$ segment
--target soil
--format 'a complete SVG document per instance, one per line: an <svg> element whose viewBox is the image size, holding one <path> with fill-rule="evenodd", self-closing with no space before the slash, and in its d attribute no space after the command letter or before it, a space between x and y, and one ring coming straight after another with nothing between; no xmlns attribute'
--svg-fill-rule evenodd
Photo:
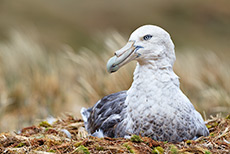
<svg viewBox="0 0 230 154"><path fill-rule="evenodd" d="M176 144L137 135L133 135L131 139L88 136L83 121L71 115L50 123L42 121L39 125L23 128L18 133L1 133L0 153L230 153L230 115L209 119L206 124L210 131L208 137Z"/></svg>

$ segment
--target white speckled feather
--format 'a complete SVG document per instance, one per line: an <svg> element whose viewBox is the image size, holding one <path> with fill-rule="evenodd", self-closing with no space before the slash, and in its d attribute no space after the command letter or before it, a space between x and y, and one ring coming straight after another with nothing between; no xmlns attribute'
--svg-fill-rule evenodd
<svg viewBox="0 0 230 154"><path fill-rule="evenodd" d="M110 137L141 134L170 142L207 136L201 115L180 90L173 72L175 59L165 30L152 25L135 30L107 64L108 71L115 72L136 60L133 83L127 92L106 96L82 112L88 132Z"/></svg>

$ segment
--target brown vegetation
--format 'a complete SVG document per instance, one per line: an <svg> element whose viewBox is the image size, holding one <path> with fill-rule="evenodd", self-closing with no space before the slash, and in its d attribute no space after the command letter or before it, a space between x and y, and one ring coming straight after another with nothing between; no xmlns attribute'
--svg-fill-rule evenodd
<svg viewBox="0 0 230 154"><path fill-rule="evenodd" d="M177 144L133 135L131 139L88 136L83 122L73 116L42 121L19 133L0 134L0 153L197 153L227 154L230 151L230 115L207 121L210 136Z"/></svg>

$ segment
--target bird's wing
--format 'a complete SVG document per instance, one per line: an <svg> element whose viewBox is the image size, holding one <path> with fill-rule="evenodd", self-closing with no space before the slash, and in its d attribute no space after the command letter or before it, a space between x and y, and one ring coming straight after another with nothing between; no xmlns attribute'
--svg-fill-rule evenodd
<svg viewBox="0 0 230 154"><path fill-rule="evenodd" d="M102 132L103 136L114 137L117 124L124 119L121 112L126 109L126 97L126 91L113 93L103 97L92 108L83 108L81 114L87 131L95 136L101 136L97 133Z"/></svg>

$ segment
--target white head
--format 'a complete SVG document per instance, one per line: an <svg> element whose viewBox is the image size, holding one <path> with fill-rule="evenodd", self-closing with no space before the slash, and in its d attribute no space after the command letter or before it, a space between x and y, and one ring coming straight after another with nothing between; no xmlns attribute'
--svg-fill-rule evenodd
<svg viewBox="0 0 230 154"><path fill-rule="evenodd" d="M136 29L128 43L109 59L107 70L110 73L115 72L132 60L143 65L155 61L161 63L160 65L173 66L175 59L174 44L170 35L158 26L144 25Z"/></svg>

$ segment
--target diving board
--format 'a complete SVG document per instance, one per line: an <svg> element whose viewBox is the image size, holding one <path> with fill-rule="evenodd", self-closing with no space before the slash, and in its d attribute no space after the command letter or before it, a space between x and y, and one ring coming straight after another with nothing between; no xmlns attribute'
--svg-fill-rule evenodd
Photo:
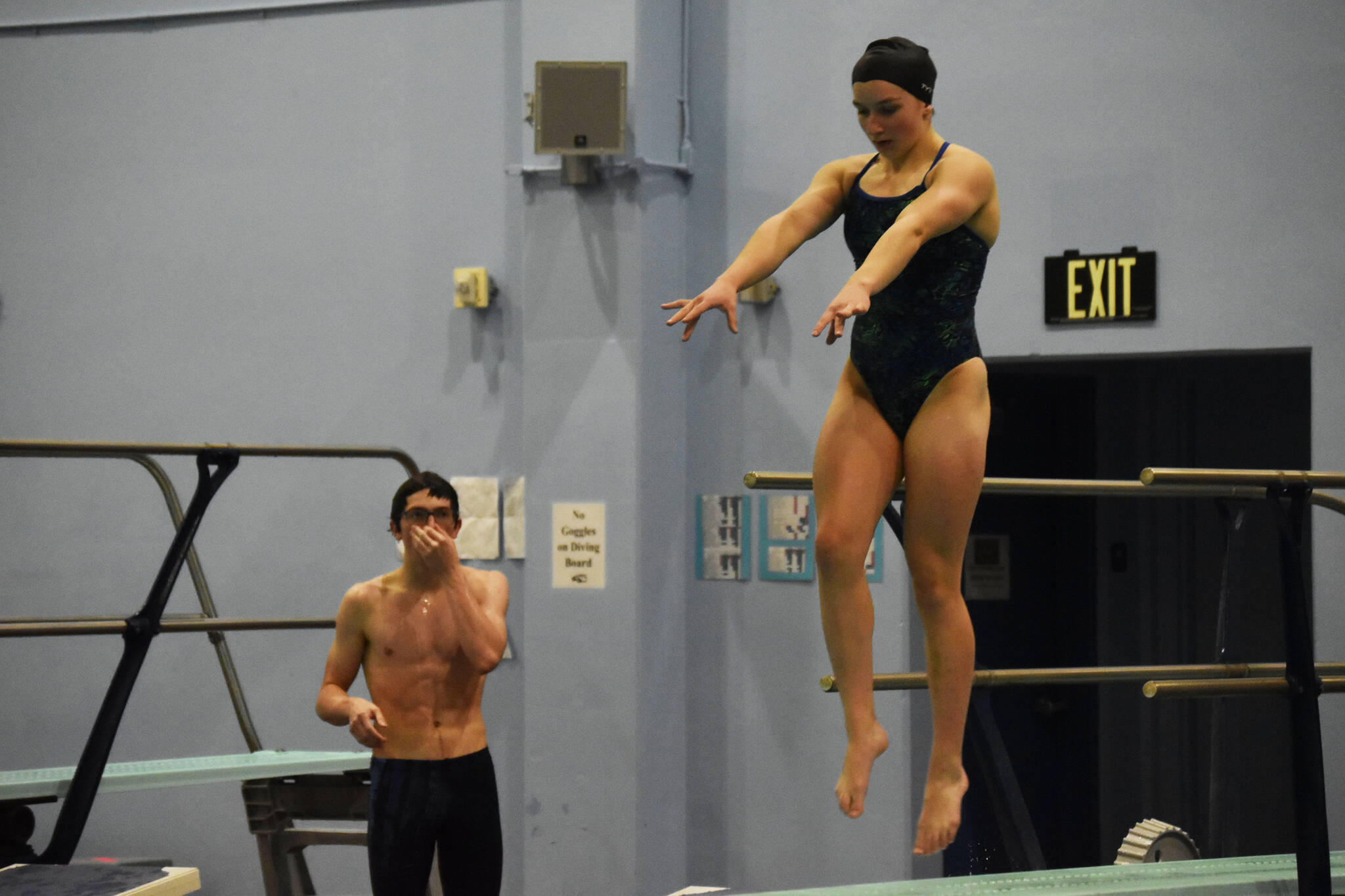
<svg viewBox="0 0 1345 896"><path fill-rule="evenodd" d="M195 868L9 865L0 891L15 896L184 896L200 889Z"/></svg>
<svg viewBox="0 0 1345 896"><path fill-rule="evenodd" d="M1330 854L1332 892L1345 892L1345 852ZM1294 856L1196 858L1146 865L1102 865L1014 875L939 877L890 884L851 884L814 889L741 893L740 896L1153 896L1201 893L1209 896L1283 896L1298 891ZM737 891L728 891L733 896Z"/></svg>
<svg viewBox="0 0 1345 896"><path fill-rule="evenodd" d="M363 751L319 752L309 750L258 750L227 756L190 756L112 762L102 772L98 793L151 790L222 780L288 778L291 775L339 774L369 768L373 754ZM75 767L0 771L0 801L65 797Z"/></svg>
= = = = = = =
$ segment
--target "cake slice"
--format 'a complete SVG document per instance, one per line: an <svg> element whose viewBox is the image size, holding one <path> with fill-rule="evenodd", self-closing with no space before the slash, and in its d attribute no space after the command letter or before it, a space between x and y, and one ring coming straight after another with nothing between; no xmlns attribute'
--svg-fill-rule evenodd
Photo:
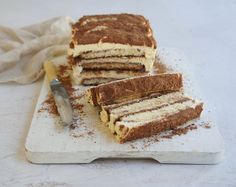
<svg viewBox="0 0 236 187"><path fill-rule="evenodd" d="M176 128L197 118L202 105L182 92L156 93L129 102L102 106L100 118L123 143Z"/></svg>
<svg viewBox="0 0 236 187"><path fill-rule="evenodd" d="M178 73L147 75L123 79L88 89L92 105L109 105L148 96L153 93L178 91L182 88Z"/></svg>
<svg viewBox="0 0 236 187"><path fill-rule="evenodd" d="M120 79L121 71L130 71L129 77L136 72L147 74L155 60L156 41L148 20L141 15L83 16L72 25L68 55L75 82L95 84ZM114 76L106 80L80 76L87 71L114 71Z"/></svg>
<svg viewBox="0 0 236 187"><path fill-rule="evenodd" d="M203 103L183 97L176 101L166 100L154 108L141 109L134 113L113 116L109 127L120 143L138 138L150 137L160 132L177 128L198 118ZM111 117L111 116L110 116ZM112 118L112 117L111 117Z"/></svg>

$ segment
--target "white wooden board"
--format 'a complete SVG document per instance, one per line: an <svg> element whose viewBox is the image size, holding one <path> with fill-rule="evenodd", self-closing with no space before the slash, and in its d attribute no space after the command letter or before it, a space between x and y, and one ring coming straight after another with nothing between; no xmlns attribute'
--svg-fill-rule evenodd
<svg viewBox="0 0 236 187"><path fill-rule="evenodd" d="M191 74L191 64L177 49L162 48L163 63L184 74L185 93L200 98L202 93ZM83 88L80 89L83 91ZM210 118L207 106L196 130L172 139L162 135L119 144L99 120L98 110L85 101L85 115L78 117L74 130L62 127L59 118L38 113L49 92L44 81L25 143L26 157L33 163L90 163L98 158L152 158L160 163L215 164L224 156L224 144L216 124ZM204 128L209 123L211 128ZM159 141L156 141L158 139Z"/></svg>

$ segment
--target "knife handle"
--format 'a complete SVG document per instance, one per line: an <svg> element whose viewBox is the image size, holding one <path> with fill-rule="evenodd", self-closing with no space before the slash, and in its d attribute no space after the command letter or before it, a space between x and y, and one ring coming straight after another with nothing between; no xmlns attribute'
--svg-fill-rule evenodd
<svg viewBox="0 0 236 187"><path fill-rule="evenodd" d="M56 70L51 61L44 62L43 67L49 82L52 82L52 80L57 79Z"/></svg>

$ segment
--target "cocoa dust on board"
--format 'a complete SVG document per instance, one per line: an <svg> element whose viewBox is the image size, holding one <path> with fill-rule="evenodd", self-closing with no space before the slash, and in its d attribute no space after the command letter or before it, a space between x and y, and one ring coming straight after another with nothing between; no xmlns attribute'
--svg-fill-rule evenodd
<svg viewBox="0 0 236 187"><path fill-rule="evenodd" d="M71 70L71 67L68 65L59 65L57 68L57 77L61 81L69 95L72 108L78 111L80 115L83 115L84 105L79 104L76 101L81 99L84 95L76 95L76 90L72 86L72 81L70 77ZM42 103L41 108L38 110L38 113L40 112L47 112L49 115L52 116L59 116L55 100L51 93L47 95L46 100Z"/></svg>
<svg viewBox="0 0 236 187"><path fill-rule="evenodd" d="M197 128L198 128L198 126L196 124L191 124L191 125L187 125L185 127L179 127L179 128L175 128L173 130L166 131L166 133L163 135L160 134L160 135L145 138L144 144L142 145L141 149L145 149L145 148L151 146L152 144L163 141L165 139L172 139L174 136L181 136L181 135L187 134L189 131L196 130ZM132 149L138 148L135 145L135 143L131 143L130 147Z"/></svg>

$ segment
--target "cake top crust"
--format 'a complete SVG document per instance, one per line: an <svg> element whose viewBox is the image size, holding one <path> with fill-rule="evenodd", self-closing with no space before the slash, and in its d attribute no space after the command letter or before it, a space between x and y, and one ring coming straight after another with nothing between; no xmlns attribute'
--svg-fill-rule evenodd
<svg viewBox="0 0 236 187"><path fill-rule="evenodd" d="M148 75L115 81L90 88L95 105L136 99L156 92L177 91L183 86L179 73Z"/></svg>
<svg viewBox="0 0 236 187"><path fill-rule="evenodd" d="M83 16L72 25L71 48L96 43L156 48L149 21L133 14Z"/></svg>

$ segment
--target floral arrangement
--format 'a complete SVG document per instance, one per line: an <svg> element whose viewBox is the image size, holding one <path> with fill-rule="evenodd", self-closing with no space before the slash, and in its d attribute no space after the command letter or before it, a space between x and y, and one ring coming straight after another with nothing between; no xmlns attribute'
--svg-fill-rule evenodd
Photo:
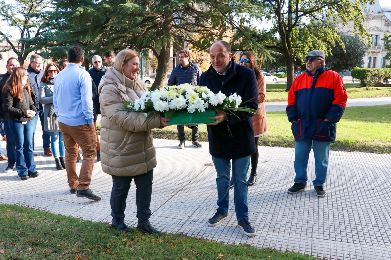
= = = = = = =
_What to produce_
Count the lines in the items above that contain the word "white", and give only the number.

_Answer for the task_
3